-- Begin --

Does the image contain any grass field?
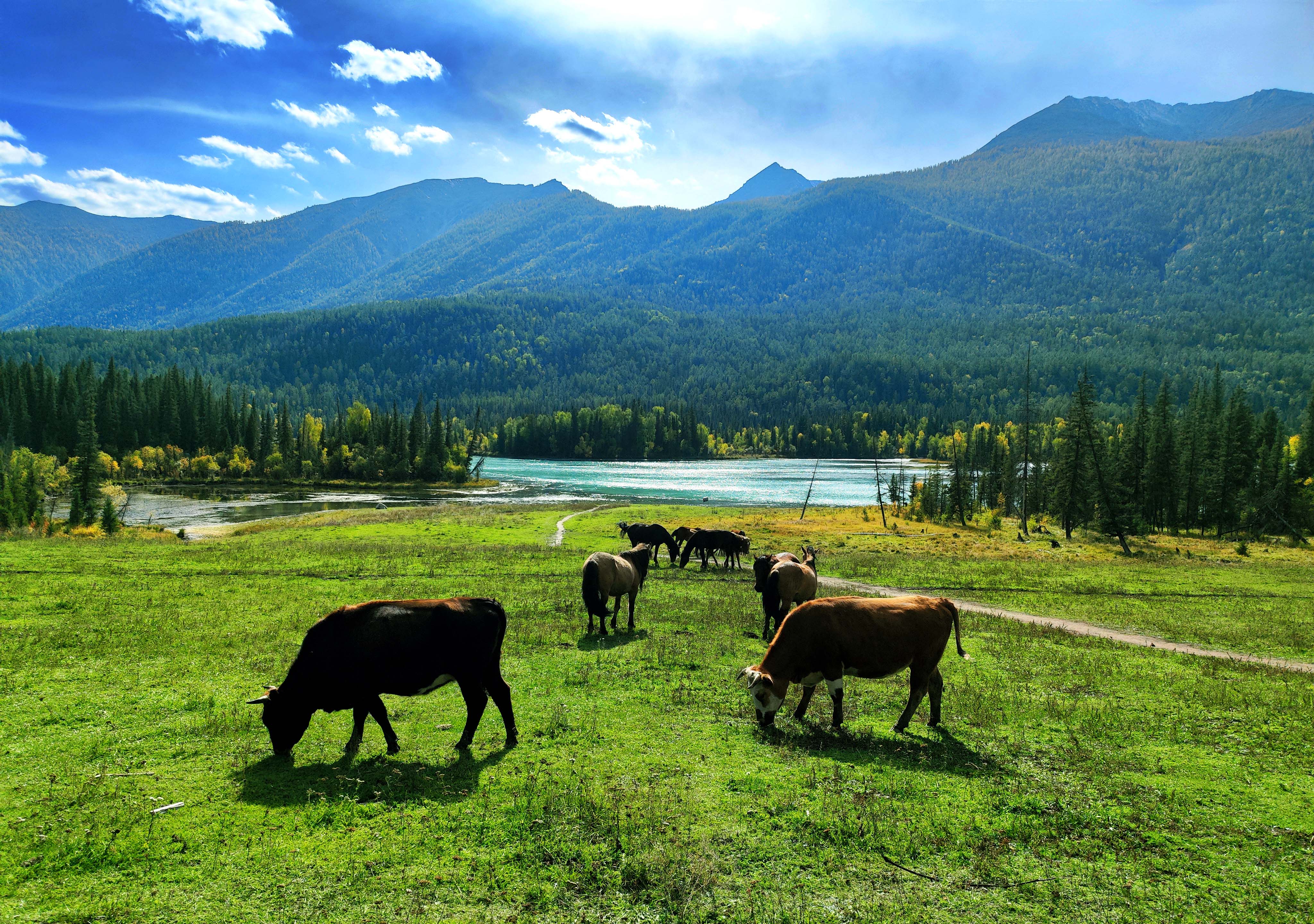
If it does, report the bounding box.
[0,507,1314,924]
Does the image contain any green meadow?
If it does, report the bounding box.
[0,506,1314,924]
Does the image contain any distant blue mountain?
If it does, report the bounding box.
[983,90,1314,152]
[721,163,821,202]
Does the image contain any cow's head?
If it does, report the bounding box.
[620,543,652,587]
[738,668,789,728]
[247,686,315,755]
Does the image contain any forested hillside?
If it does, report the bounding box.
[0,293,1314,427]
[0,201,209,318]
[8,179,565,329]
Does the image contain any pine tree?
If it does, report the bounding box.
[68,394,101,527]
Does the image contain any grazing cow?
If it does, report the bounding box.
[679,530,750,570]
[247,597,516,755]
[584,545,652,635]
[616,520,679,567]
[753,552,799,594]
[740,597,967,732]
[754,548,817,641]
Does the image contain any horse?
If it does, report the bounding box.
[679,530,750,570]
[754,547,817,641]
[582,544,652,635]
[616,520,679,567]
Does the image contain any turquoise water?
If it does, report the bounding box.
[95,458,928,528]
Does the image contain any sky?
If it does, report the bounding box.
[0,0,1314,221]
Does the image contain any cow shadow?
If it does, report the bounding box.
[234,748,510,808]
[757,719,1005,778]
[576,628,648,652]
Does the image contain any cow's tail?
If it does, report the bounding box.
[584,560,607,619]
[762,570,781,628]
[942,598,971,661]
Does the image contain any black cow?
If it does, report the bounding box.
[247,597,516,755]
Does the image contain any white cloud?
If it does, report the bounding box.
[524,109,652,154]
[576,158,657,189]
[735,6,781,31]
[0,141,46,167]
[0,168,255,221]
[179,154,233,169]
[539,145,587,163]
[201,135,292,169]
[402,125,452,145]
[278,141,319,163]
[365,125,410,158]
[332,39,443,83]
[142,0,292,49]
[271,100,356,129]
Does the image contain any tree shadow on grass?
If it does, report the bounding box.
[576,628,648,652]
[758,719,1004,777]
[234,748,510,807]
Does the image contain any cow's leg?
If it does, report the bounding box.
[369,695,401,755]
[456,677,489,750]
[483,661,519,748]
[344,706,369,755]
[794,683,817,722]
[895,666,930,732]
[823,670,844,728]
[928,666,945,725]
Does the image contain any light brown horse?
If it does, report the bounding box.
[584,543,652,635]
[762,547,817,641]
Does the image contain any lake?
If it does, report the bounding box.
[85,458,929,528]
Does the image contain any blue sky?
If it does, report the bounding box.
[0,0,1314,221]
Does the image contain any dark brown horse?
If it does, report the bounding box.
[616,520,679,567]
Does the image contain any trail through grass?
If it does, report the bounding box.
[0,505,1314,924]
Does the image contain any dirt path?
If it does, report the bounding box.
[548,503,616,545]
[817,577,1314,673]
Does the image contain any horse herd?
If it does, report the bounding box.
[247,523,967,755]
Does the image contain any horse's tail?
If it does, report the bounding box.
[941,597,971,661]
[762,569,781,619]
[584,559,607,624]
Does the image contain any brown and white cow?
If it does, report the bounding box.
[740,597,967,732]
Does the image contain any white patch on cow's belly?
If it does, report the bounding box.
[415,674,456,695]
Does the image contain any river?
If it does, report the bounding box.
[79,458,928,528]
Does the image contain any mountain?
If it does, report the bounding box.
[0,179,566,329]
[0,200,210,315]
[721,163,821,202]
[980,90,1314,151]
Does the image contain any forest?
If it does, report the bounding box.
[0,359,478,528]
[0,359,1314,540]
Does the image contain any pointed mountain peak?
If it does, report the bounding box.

-- End --

**What you have to do**: Format all of the data above as a numbered list with no blank lines, leaving the pictures out.

**Exercise answer**:
1. Does the image contain any grass field?
2. If it does, report the bounding box.
3. [0,507,1314,924]
4. Does the image contain any green meadow?
5. If it does, report the bounding box.
6. [0,506,1314,924]
7. Does the image contain any distant blue mountain?
8. If it does, report the bounding box.
9. [983,90,1314,152]
10. [721,163,821,202]
11. Does the image contain any cow's head?
12. If it does, report the bounding box.
13. [620,543,652,587]
14. [738,668,789,728]
15. [247,686,315,755]
16. Does the image contain any forested hillside?
17. If it does, report the bounding box.
18. [0,293,1314,427]
19. [0,201,209,318]
20. [8,179,565,329]
21. Does the image contain any pine tree?
22. If it does, report the bounding box.
23. [68,394,101,527]
24. Does the image contain any grazing cow?
25. If it does, report the bounding box.
26. [679,530,750,570]
27. [247,597,516,755]
28. [584,545,652,635]
29. [616,520,679,567]
30. [753,552,799,594]
31. [740,597,967,732]
32. [754,548,817,641]
33. Does the image contain any horse?
34. If it does, report the bounding box.
35. [679,530,750,570]
36. [754,547,817,641]
37. [582,544,652,635]
38. [616,520,679,567]
39. Does the image contain any turquoise water?
40. If it does, report the bounding box.
41. [95,458,928,528]
42. Does the image contain any sky?
43. If it does, report the bounding box.
44. [0,0,1314,221]
45. Does the image contain any cow shadow?
46. If it does, report the bounding box.
47. [234,748,510,808]
48. [757,719,1005,778]
49. [576,628,648,652]
50. Does the image contain any cow's tail?
51. If it does, report the bounding box.
52. [584,560,607,619]
53. [762,570,781,628]
54. [942,598,971,661]
55. Does the image contain any black cow?
56. If it does, report the bounding box.
57. [247,597,516,755]
58. Does the image contain any white cloud?
59. If it does, report the bounding box.
60. [524,109,652,154]
61. [576,158,657,189]
62. [735,6,781,31]
63. [0,141,46,167]
64. [0,168,255,221]
65. [179,154,233,169]
66. [539,145,587,163]
67. [201,135,292,169]
68. [402,125,452,145]
69. [278,141,319,163]
70. [365,125,410,158]
71. [332,39,443,83]
72. [142,0,292,49]
73. [271,100,356,129]
74. Does the image contain any tree shadow on grass?
75. If it does, report the bounding box.
76. [576,628,648,652]
77. [758,719,1004,777]
78. [234,748,510,807]
79. Does the image contain any cow's leg?
80. If it does, report the bounding box.
81. [369,695,401,755]
82. [456,677,489,750]
83. [483,661,519,748]
84. [344,706,369,755]
85. [794,683,817,722]
86. [895,666,930,732]
87. [823,670,844,728]
88. [928,666,945,725]
89. Does the image contain any light brown horse?
90. If it does, report the bounding box.
91. [584,543,652,635]
92. [762,547,817,641]
93. Does the image contain any lake?
94. If it does, report the bounding box.
95. [85,458,929,528]
96. Does the image contain any blue sky?
97. If it does, report the bounding box.
98. [0,0,1314,221]
99. Does the image contain any dark brown horse?
100. If it does, report the bounding box.
101. [616,520,679,567]
102. Does the image contain any trail through grass?
103. If it does, report the bounding box.
104. [0,505,1314,924]
105. Does the image contain any dirt path?
106. If it does, report the bounding box.
107. [548,503,616,545]
108. [817,577,1314,673]
109. Does the image contain any horse herd?
110. If it does, report the bounding box.
111. [247,523,967,755]
112. Does the image contain any horse's tail?
113. If it does, report the bounding box.
114. [941,597,971,661]
115. [762,569,781,619]
116. [584,559,607,624]
117. Does the image contain any brown and white cow?
118. If it does, report the bounding box.
119. [740,597,967,732]
120. Does the image contain any white patch on cow's belly?
121. If it does, report the bounding box.
122. [415,674,456,695]
123. Does the image contain any river?
124. If it does, report the bounding box.
125. [79,458,928,528]
126. Does the image contain any mountain?
127. If it does, report the bounding box.
128. [0,179,566,329]
129. [0,200,210,315]
130. [721,163,821,202]
131. [980,90,1314,151]
132. Does the image contain any forest?
133. If it does, report the bounding box.
134. [0,359,478,528]
135. [0,359,1314,540]
136. Does the image contain any pointed mountain peak?
137. If it does, report the bounding box.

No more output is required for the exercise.